I think that’s a bad definition of value. Is child labor valuable? No. No amount of coal or whatever is ever going to make up for the horror of living in a society that could treat its children that way. Even in purely utilitarian terms, child labor is just not valuable. There’s an externality to cruelty that has to be factored in.

If capitalism funnels resources towards band-aids instead of cures (and I get that you might not buy that point yet), then it’s not “dedicating Agency towards problems that generate the most Value.” It is overwhelmingly more valuable for society if diabetes is cured. Imagine all the diabetics currently chained to their dead-end jobs because they can’t afford private insurance getting to start their own businesses and compete.

→ What to produce:
Answer these questions from the passage on value:
(a) What does the passage say has to be factored in when judging child labor?
(b) What does it call overwhelmingly more valuable for society?
(c) Why are some diabetics chained to dead-end jobs?

→ Extracted information:

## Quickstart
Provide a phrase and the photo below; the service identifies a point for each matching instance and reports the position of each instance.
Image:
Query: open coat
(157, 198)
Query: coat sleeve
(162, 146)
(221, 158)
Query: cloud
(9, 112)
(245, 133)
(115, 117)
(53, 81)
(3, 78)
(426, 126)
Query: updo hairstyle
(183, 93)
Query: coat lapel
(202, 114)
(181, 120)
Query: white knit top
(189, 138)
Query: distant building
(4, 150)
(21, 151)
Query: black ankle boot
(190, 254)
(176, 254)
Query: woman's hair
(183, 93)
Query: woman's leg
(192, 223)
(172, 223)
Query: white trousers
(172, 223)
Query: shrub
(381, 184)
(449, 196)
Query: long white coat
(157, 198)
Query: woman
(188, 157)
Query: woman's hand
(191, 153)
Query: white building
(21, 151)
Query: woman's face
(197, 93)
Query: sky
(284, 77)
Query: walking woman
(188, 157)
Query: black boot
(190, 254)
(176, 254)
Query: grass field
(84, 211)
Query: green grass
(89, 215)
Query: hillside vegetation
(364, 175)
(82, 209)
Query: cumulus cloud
...
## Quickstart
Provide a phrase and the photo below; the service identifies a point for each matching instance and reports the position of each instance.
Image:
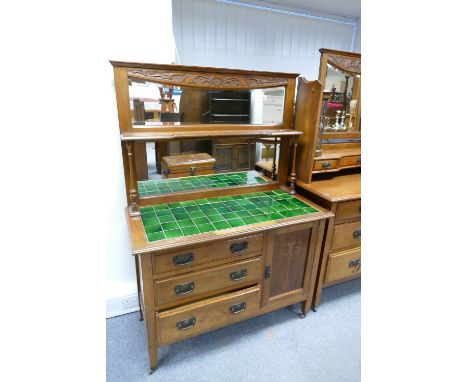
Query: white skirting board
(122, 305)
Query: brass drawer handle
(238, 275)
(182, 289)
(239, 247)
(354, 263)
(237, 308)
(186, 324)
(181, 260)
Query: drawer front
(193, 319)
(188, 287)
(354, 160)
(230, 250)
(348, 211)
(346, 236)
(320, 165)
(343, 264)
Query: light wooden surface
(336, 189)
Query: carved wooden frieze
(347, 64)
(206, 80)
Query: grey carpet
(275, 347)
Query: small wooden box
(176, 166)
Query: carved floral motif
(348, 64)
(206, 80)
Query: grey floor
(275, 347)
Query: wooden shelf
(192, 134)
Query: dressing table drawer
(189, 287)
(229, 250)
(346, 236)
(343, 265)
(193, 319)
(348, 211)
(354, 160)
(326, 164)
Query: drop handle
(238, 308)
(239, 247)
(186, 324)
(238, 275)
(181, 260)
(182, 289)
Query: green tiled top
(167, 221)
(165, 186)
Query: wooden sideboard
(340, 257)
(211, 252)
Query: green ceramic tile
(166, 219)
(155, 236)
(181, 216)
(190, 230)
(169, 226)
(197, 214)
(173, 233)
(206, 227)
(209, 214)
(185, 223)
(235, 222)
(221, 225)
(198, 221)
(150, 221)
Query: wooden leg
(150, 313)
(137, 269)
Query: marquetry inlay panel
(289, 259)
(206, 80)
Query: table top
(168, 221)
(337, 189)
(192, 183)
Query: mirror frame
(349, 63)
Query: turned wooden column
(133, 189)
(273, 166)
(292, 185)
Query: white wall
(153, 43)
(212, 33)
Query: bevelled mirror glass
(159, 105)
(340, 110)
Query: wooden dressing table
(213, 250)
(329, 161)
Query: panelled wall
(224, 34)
...
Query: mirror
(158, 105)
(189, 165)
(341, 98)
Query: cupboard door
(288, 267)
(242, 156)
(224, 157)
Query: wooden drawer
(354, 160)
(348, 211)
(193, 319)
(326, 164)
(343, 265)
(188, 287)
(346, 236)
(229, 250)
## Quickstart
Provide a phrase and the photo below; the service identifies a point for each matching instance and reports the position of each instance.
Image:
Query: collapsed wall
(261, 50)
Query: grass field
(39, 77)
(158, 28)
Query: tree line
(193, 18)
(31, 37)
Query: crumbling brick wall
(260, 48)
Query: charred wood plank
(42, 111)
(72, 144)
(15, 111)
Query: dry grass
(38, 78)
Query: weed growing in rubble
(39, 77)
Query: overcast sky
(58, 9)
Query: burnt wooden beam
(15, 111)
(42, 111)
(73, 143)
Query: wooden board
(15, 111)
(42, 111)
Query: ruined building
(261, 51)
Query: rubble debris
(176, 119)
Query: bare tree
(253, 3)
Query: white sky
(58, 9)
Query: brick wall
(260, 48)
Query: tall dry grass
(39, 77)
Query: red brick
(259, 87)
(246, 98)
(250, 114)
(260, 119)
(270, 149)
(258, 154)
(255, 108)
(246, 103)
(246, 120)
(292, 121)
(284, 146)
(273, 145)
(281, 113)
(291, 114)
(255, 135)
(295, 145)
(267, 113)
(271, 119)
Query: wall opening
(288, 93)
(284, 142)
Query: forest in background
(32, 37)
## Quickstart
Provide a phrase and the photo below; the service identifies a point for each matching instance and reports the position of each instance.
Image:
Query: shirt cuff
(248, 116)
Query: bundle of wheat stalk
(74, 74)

→ Answer to this problem:
(a) An externality to cruelty.
(b) Curing diabetes.
(c) They can't afford private insurance.